REQUIRED WORK
A word-for-word transcription of all the data is required.

(Saved entries)
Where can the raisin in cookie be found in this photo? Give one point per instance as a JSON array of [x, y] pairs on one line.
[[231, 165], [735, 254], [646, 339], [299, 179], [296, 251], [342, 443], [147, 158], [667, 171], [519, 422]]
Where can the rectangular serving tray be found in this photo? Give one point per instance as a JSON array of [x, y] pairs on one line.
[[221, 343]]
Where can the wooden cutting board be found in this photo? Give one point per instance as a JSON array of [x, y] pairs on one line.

WRITTEN SOLUTION
Where can the raisin in cookie be found in this photo? Give one point per instance as a JSON array of [x, y] pairs on one line.
[[231, 165], [735, 254], [646, 339], [299, 179], [296, 251], [342, 443], [147, 158], [667, 171], [519, 422]]
Where can the rectangular serving tray be found in this photo? Give one point per instance as a JSON array of [x, y] pairs on one line.
[[221, 343]]
Where can the wooden cutting board be found in this photo? Give one point per instance as a JSON array of [x, y] pairs on one line.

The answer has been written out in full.